───── PROVIDED DATA ─────
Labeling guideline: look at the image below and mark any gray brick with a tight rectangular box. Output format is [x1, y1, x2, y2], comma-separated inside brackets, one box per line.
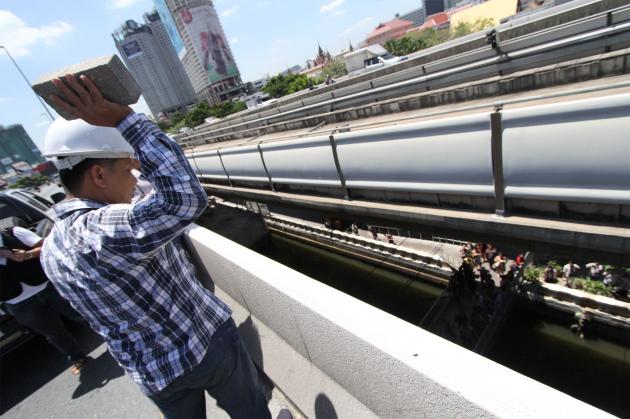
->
[32, 55, 141, 120]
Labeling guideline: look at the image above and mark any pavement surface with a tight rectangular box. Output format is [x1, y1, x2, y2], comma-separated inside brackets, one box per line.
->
[0, 322, 295, 419]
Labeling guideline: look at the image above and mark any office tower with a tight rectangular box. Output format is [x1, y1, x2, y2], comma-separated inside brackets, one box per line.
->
[0, 124, 43, 174]
[154, 0, 242, 104]
[423, 0, 448, 17]
[113, 11, 197, 117]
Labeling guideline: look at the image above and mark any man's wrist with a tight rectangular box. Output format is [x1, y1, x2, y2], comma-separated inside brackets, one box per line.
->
[112, 106, 133, 127]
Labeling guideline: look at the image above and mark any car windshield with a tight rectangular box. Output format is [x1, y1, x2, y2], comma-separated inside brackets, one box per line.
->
[13, 191, 51, 212]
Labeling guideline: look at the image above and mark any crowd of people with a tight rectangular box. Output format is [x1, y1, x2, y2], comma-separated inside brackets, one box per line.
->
[542, 260, 629, 298]
[439, 242, 521, 349]
[459, 242, 522, 280]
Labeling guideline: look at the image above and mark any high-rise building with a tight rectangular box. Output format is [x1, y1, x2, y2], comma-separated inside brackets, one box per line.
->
[398, 8, 425, 28]
[113, 11, 197, 118]
[0, 124, 44, 175]
[154, 0, 242, 104]
[423, 0, 448, 17]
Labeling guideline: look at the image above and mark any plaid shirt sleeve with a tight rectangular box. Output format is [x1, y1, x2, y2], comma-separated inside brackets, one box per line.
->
[86, 112, 208, 259]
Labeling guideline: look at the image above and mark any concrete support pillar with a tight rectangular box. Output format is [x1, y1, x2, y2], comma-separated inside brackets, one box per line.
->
[257, 143, 275, 192]
[329, 134, 351, 200]
[490, 110, 506, 216]
[217, 149, 233, 187]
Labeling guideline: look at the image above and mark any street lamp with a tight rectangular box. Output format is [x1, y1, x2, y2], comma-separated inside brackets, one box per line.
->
[0, 45, 55, 122]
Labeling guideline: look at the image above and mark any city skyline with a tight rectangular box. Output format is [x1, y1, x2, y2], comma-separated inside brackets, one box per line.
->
[0, 0, 421, 148]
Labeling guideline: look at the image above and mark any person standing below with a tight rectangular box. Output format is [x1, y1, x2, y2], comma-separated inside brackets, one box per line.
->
[544, 264, 557, 283]
[41, 74, 271, 419]
[563, 260, 580, 287]
[585, 262, 603, 281]
[1, 225, 87, 374]
[367, 225, 378, 240]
─────
[EXERCISE REQUIREMENTS] Would you repeat the entries exactly, keeping the images out?

[SOLUTION FOR THIS TASK]
Labeling guideline: look at the image below and mark any gray brick with a tight rectangular box. Output format is [x1, y1, x2, y2], comma-separated inside brackets, one box per line.
->
[32, 55, 141, 120]
Labeling guideline: look at the image above and mark any pavement surface with a tight rectangular box. Output format is [x1, y1, x2, y2], comma-separated inside brackets, one box per line.
->
[0, 322, 295, 419]
Labeling guideline: look at the image above and mark any office tower with a tight rectangular box. Output format is [x1, y1, x2, y2], comma-separated inside brackets, one box per line.
->
[0, 124, 43, 174]
[154, 0, 242, 104]
[423, 0, 448, 17]
[113, 11, 197, 117]
Labeling guideline: look at the image above and mark any man's wrist with a tight rectangular box. Output format is [x1, y1, x2, y2], comma-separated inside brackets, one box per line.
->
[112, 106, 133, 127]
Labeling guideline: look at the image above and mark any car windshield with a tight rectangular box. Output format is [x1, y1, x2, y2], comma-separated inside brackets, one box per line.
->
[13, 191, 51, 212]
Labeling guideline: look at the image above and mark any crowd of people with a tight rectangular box. Output format is [x1, y1, x2, y2], comma-separated inside brackets, one box per line.
->
[542, 260, 629, 298]
[439, 242, 521, 349]
[459, 242, 522, 280]
Labeling guideline: look at the image above and mark any high-rise building with a tight rectangular box. Output format is [x1, y1, x2, y2], comma-separated inside brackets, one box per line.
->
[398, 8, 425, 28]
[113, 11, 197, 118]
[0, 124, 44, 175]
[154, 0, 242, 104]
[423, 0, 448, 17]
Labeling guideline: look at the image above and mark any plaid shirt sleeve with a tight rectangular box. Output format is [x1, y1, x2, y2], comma-separated inside brackets, one box per line.
->
[86, 112, 208, 259]
Labeling guideline: look at the image above and mark any concrete support pillar with a tight rectangular box. Output format is [x1, y1, x2, y2], comma-separated inside brackets, one box per line.
->
[257, 143, 275, 192]
[329, 134, 351, 200]
[490, 110, 506, 216]
[217, 149, 233, 187]
Labeling guideline: look at the image above and mark any street lamp with a tight rectangular box. Output format is [x1, y1, x2, y2], comma-separated inside brackets, one box per line.
->
[0, 45, 55, 122]
Labeling guideline: look at the image above and mark any city skyline with a tight rectangular box. Output format is [x1, y1, x2, y2], comma-separated inside brackets, one box per line.
->
[0, 0, 421, 148]
Labeling guideline: look at the image above and mark any person standing below with a tight rectangular box. Output format is [x1, y1, x2, y2], comma-separated inside brackets, one box per line.
->
[544, 264, 557, 283]
[41, 74, 271, 419]
[563, 260, 580, 287]
[585, 262, 603, 281]
[1, 225, 87, 374]
[367, 225, 378, 240]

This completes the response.